***** Extracted information *****
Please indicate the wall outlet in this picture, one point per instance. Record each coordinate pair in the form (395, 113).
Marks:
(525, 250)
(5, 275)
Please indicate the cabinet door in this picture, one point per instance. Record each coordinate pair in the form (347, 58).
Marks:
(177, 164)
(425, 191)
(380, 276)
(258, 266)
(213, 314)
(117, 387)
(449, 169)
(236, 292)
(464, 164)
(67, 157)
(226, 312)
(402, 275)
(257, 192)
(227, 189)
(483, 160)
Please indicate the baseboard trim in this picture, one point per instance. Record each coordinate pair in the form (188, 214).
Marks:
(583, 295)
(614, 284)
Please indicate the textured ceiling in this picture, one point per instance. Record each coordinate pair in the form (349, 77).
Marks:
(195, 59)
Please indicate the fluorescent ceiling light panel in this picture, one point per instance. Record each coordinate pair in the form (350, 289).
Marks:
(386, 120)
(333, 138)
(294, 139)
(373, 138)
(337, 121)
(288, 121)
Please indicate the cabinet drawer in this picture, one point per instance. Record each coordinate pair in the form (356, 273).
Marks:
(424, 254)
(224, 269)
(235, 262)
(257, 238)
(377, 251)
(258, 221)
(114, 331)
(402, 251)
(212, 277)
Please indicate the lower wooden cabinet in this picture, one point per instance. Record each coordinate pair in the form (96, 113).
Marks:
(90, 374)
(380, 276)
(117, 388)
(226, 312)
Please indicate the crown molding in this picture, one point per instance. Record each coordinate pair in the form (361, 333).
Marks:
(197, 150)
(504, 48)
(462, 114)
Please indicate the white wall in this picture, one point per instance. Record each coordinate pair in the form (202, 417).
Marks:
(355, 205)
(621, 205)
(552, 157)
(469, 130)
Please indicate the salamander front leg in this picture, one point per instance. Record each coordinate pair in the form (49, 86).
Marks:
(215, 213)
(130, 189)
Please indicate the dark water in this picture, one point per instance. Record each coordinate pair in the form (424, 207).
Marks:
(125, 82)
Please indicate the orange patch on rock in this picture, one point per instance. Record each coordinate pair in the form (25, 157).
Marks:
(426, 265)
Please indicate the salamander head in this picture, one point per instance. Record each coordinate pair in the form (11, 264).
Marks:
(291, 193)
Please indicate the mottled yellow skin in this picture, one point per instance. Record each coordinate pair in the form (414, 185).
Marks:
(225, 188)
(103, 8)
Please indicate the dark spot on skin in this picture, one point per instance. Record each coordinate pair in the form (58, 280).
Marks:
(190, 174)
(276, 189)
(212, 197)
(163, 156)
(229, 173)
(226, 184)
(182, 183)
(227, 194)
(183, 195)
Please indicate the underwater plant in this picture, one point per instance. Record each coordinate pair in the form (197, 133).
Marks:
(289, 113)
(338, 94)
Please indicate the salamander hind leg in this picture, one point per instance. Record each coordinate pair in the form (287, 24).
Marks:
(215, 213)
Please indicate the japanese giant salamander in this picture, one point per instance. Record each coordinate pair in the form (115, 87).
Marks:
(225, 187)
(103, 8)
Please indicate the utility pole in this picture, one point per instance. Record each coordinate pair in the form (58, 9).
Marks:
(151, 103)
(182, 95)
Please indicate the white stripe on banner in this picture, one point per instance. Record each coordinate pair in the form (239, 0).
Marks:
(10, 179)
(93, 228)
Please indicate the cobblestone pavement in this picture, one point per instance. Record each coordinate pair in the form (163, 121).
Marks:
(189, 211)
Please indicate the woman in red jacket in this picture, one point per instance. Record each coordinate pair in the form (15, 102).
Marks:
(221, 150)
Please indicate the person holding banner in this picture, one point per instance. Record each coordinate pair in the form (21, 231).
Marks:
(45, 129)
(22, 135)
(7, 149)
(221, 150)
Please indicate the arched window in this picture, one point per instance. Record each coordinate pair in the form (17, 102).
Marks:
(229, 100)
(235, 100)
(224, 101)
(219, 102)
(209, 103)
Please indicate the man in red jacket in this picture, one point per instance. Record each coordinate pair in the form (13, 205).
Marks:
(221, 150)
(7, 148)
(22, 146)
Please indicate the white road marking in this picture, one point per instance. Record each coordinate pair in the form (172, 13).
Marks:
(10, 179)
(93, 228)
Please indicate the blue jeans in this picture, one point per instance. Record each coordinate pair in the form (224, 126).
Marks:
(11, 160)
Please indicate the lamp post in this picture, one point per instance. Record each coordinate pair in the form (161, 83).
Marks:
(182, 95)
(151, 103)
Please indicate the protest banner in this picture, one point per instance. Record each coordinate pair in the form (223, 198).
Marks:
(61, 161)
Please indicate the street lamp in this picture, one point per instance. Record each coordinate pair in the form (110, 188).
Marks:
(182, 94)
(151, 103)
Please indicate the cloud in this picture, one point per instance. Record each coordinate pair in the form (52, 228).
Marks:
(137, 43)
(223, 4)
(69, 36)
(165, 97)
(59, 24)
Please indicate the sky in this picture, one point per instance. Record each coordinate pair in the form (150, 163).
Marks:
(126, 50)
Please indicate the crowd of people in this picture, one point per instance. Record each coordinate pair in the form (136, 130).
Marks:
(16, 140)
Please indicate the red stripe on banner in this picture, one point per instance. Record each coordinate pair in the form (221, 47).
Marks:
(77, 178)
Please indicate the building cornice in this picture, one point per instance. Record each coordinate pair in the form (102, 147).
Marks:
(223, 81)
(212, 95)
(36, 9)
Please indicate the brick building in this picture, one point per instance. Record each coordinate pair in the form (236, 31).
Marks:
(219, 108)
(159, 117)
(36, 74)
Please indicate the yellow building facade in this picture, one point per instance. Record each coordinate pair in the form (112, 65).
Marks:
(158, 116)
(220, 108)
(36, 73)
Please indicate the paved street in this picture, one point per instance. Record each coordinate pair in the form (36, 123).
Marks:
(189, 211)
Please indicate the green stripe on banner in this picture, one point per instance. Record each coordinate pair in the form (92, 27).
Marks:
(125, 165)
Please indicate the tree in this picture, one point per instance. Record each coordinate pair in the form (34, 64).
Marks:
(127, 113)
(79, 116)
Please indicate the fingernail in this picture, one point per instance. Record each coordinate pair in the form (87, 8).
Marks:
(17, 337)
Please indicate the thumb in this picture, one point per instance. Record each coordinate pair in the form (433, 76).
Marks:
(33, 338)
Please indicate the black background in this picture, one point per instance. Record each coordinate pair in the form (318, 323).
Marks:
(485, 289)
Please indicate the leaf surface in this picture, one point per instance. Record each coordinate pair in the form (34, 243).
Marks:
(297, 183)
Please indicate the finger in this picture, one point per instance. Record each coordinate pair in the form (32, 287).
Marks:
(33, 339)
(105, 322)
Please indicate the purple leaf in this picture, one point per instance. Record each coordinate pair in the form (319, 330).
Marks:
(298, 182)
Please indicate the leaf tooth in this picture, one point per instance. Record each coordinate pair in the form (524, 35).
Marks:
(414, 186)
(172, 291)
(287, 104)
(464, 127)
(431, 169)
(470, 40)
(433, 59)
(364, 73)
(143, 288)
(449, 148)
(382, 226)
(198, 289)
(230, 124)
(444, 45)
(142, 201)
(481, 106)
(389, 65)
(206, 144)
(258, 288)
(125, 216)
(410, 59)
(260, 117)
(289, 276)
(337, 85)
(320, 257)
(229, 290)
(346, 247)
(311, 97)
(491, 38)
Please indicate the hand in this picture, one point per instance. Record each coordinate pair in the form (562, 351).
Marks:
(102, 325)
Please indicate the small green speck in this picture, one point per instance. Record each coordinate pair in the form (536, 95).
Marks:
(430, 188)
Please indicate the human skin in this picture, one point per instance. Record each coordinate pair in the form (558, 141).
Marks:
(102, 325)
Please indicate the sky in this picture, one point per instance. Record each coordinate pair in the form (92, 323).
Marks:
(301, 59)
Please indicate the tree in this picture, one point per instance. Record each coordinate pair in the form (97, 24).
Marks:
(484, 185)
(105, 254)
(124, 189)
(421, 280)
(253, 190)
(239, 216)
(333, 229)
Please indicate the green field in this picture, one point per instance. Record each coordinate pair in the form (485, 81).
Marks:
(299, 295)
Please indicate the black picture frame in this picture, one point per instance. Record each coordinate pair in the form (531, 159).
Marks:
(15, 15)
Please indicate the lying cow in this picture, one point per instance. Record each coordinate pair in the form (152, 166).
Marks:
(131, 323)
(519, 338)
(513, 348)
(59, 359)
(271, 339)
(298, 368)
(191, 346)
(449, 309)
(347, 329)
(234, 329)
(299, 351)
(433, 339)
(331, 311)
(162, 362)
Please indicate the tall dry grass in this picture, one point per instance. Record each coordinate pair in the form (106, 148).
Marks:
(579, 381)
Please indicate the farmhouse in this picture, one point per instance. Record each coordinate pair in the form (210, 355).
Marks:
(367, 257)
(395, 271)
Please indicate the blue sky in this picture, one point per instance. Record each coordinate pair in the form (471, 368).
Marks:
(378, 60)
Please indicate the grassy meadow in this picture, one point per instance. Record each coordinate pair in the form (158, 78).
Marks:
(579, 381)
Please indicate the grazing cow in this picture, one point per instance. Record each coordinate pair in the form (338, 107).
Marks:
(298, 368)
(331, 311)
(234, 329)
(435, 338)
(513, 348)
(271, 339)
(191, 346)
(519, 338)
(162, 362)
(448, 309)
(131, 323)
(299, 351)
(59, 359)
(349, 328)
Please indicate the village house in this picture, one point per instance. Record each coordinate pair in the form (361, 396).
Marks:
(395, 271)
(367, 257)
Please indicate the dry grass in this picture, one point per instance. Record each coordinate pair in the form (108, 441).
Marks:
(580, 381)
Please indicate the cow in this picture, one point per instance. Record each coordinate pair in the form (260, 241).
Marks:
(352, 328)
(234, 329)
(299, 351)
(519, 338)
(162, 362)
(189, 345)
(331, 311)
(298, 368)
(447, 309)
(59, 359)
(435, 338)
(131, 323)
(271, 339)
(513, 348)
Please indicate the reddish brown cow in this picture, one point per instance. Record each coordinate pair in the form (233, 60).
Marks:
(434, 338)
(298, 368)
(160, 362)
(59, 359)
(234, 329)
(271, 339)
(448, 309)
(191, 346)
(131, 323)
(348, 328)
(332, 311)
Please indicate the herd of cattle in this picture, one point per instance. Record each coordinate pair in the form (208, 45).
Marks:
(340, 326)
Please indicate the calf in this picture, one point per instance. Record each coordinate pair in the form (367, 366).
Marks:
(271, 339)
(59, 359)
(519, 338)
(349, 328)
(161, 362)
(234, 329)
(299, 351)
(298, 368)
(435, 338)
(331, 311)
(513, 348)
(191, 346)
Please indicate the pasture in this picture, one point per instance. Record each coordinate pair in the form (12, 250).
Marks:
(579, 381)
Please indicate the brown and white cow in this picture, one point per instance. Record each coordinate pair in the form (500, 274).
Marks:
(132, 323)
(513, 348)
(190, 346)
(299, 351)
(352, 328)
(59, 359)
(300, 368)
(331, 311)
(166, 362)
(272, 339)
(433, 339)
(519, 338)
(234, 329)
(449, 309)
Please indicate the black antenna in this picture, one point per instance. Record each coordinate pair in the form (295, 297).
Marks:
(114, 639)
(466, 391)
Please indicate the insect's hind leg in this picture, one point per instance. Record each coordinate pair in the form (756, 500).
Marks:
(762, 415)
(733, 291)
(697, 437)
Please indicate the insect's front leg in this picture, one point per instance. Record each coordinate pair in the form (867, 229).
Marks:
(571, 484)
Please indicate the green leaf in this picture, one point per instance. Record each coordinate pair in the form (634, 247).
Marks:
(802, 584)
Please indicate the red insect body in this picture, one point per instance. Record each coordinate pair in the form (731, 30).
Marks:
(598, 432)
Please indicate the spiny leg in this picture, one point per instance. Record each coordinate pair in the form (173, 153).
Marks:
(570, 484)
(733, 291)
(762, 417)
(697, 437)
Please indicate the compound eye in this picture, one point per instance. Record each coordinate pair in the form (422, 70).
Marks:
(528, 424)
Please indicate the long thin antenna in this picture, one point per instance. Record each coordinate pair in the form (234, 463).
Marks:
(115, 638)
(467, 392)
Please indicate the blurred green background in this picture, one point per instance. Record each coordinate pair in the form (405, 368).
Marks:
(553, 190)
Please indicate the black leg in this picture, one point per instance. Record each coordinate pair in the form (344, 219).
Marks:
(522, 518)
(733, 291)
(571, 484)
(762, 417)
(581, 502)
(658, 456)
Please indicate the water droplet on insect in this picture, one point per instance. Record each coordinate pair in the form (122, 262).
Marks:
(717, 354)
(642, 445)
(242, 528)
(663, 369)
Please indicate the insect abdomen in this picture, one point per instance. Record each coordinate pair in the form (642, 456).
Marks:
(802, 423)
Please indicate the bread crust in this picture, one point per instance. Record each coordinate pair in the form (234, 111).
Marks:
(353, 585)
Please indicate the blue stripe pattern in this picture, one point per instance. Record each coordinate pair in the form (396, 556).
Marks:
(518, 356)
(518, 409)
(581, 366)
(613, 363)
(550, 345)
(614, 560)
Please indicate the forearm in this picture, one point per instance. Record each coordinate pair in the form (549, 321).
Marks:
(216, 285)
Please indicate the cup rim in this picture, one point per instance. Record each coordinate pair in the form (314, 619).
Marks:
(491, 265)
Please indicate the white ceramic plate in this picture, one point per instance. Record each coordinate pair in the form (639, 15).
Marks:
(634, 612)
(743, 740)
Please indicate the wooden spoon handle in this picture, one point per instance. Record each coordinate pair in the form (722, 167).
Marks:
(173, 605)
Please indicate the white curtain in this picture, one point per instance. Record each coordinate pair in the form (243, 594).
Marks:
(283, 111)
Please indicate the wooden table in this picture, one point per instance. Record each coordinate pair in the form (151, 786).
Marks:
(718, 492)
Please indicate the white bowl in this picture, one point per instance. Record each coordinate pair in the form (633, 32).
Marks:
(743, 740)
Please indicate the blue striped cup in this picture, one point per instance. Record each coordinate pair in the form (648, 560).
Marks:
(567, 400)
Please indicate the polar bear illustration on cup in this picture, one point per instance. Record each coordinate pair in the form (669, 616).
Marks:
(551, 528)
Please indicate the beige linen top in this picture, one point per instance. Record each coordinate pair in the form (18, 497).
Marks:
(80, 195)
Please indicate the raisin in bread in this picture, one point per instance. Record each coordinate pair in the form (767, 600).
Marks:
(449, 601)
*****
Your instructions:
Make an exact copy of every line from the one with "Please indicate the blue stripe pattern" to the end of the data, with the first and last of those lines included.

The result:
Please indicate the blue stripe pattern in this picture, one point per instance. Record each coordinate pair in the form (396, 556).
Marks:
(518, 356)
(518, 409)
(581, 366)
(613, 363)
(550, 345)
(614, 560)
Please indicate the forearm in this picture, one point per instance. Record each coordinate pair in the form (549, 321).
Marks:
(216, 285)
Please indicate the cup rim in this picture, one point per instance. Record each coordinate pair in the form (314, 619).
Marks:
(491, 265)
Please indicate the white ceramic plate in this picture, one point per instance. Record each coordinate pair in the form (639, 15).
Marks:
(634, 612)
(743, 740)
Please indicate the wooden spoon handle in this picture, one point per instance. Record each coordinate pair in the form (722, 167).
Marks:
(173, 605)
Please indicate the white curtain in this picture, one point per instance. Record each coordinate pair in the form (243, 594).
Marks:
(283, 111)
Please indicate the wooden table in this picture, one point per instance. Record each coordinate pair in the form (151, 786).
Marks:
(718, 492)
Please indicate the white bowl in this picture, one point per instance. Record each coordinate pair in the form (633, 32).
Marks:
(743, 740)
Please indicate the blue striped cup in this picture, one point per instance. Record each coordinate pair in the form (648, 560).
Marks:
(567, 400)
Please indicate the polar bear illustration on cup in this picture, one point per instance. Record each coordinate pair in the form (669, 616).
Marks:
(551, 528)
Please indicate the beige linen top in this picture, one point per instance. Record each coordinate pair in the form (18, 497).
Marks:
(80, 195)
Please indicate the raisin in bread in this picture, one point per instance. Record each coordinate pair in the form (767, 600).
Marks:
(449, 601)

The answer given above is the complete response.